GEGEVENSSET:
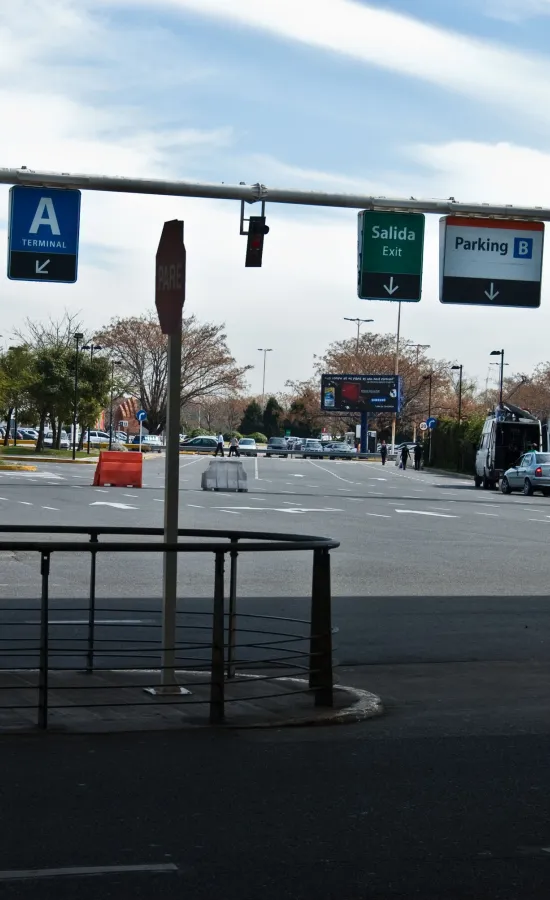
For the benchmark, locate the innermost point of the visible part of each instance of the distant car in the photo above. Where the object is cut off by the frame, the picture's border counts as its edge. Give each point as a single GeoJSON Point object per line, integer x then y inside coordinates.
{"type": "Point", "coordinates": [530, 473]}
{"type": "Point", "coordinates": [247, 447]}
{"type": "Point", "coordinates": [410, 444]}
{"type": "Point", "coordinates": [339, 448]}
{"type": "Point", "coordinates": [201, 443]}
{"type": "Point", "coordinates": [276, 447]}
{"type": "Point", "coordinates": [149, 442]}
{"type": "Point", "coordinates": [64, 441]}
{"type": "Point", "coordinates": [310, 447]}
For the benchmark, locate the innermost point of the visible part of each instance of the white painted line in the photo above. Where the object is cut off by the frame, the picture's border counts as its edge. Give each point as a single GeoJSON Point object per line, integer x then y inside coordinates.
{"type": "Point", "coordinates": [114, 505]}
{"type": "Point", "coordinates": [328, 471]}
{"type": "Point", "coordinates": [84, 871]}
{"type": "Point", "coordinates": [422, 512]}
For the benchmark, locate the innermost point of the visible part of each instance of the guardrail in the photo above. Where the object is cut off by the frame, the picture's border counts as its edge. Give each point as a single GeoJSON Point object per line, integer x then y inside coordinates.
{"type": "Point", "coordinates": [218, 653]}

--

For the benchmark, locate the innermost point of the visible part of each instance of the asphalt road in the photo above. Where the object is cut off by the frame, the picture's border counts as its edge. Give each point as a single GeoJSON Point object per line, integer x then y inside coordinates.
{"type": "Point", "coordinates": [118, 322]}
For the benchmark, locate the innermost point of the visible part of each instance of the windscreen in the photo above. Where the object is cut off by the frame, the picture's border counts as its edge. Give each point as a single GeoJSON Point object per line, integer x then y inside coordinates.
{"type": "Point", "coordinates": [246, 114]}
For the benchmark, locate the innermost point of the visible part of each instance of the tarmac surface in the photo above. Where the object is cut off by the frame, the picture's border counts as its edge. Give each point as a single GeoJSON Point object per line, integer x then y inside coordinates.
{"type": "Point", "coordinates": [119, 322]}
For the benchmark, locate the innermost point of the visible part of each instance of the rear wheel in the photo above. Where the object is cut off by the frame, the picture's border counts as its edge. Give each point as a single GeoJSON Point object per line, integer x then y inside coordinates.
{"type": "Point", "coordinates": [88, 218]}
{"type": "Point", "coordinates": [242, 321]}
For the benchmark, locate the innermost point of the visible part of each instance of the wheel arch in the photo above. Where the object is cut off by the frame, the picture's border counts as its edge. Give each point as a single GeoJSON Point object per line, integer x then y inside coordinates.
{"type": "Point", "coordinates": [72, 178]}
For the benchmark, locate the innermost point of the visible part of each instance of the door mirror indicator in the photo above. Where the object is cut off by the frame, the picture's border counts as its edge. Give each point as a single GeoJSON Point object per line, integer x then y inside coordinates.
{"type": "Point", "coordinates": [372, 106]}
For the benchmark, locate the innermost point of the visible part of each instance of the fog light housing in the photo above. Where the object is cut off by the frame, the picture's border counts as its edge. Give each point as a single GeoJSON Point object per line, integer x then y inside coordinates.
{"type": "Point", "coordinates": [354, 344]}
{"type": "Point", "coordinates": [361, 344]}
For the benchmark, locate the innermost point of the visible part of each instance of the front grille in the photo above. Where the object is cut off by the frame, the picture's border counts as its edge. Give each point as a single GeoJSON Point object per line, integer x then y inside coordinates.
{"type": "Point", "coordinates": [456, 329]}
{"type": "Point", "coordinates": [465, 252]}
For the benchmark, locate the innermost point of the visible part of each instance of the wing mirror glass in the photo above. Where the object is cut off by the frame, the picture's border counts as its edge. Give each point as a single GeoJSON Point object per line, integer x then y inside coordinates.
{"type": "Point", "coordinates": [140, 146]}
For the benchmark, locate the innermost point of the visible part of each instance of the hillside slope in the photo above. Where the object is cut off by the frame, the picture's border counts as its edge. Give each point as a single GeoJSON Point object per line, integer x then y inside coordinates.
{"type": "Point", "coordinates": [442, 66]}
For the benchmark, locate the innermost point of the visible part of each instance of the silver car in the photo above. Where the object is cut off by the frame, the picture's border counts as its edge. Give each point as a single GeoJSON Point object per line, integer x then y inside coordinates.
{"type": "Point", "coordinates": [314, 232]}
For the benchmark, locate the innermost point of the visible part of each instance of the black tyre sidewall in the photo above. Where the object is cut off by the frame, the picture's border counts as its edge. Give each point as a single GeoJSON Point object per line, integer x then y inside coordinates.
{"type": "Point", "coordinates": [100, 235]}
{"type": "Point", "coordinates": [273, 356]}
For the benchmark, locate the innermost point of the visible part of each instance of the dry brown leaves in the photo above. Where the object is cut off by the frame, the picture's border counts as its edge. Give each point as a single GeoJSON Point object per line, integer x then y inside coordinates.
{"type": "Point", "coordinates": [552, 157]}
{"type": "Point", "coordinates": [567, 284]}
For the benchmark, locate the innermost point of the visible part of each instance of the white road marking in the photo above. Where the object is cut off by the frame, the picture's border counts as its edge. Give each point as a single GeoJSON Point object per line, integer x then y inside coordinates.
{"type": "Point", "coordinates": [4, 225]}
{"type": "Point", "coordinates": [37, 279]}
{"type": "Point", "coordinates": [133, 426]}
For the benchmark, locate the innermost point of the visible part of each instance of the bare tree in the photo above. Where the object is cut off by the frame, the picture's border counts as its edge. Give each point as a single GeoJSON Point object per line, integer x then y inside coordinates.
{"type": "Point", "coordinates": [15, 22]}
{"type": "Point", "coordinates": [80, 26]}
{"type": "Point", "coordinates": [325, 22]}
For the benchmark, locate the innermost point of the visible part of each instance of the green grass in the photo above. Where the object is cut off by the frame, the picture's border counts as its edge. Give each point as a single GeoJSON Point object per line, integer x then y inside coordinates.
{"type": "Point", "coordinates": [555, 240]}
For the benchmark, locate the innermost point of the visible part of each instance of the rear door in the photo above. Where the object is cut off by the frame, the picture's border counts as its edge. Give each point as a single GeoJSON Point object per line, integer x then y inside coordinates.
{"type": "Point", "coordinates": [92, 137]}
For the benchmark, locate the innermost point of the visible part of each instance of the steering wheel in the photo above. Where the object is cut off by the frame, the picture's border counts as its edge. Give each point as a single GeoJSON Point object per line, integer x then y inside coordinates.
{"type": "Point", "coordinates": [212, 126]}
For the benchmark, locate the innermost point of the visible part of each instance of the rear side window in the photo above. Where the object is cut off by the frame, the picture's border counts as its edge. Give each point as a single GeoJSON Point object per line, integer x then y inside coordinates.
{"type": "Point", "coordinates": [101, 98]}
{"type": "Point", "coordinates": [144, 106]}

OPGAVE:
Geef alle regels uit de records terug waarin het woord "painted" voorkomt.

JUIST ANTWOORD:
For the benchmark, locate the innermost point of the visible part of each instance of the white painted line in the photo above. Where the object is cut off by the frame, the picture's border counts as its edge. Give each point as a single GeoJSON Point object per line, integer x then y inside coordinates.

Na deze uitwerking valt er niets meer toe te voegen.